-- Goal 1 --
Using the passage on games below, decide whether each statement agrees with it: (a) in the goal-post example, "What can you reach?" is called the other fellow's goal; (b) the preclear names the cigarette lighter without any comm lag; (c) one is one-sided in any game one is playing. Answer yes or no for each and quote the deciding words.
-- Goal 2 --
Reproduce word for word the stretch of the passage on games from "But they can" through "this processes well.".

Start Source passage

But they can make a game out of almost anything. And you have games within games, and telescoping and running across games and you're busy playing a game, something or other, and somebody comes along and is playing another game with a little more heavy ammunition and shoots you up while you're playing another game, you know? And it becomes confusing, and so you lose sight of the fact that it is a game. You weren't playing the game that hit you. But nevertheless, it does come under these headings. The proof of it is, does this process well? Well believe me, this processes well.
Let's just look at goal posts. Let's take an elementary game situation. You have two goal posts and two teams. One team is trying to keep the other team from coming into its goal post, and the other team is trying to keep the first team from going into its goal post. So you ask the preclear, "What can you protect?" See, there's something there that must be partially attainable in order to be a game, and must be unattainable in order to keep the game going. So, "What can you protect?" And he finally tells you something he can protect. Remedy his havingness on it, and immediately afterwards have him create problems connected with it. Well, you have an elementary process there. You'd have to finish it off by saying, "What can you reach?" You see? "What can you protect?" - that's his goal. And "What can you reach?" - that's the other fellow's goal. But you'd have to balance up havingness, freedom and problems with regard to whatever he named that he could protect.
Maybe you ask this individual, you say, "What can you protect?" And he says, "cigarette lighter." After a long comm lag, he can protect his cigarette lighter. Fine, that's fine. Remedy his havingness with a cigarette lighter, and then have him give you some problems connected with the cigarette lighterinvent some. Sometimes you'd have to get him to tell lies about the cigarette lighter before he'd invent anything else but a lie about it. And then invent problems about it, and then "What could he be free from?" with regard to a cigarette lighter. "What could substitute for a cigarette lighter," anything like this, in order to establish a freedom factor. And then "What could you reach?" And if he's in this same groove, he could say, "I can sure reach Ronson for selling me that bad lighter," or something like this. He'll get a game activity going here. There must be somebody else, or something else, attainable at this game level. We process him in this wise and he has a tendency to come right on upscale.
One is pan-determined, then, on any game one is senior to with his game. And one-sided in any game that he is playing.

End Source passage
Start Records shown

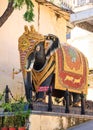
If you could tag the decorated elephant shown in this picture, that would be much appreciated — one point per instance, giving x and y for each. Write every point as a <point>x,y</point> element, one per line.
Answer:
<point>48,65</point>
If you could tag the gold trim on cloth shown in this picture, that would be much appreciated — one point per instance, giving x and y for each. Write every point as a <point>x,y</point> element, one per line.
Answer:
<point>39,77</point>
<point>74,81</point>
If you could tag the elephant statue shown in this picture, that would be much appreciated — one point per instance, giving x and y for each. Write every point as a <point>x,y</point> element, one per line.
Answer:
<point>48,65</point>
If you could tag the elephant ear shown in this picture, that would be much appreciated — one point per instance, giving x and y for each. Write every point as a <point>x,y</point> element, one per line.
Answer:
<point>53,44</point>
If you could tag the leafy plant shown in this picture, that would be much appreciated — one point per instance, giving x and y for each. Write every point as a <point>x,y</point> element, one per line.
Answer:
<point>28,15</point>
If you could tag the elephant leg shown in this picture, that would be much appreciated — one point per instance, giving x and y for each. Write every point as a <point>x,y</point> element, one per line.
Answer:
<point>76,99</point>
<point>40,96</point>
<point>28,87</point>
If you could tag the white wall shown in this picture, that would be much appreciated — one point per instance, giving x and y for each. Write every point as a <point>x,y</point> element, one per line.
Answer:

End Records shown

-- Answer 1 --
(a) Yes: "And "What can you reach?" - that's the other fellow's goal."
(b) No: "After a long comm lag, he can protect his cigarette lighter."
(c) Yes: "And one-sided in any game that he is playing."

-- Answer 2 --
But they can make a game out of almost anything. And you have games within games, and telescoping and running across games and you're busy playing a game, something or other, and somebody comes along and is playing another game with a little more heavy ammunition and shoots you up while you're playing another game, you know? And it becomes confusing, and so you lose sight of the fact that it is a game. You weren't playing the game that hit you. But nevertheless, it does come under these headings. The proof of it is, does this process well? Well believe me, this processes well.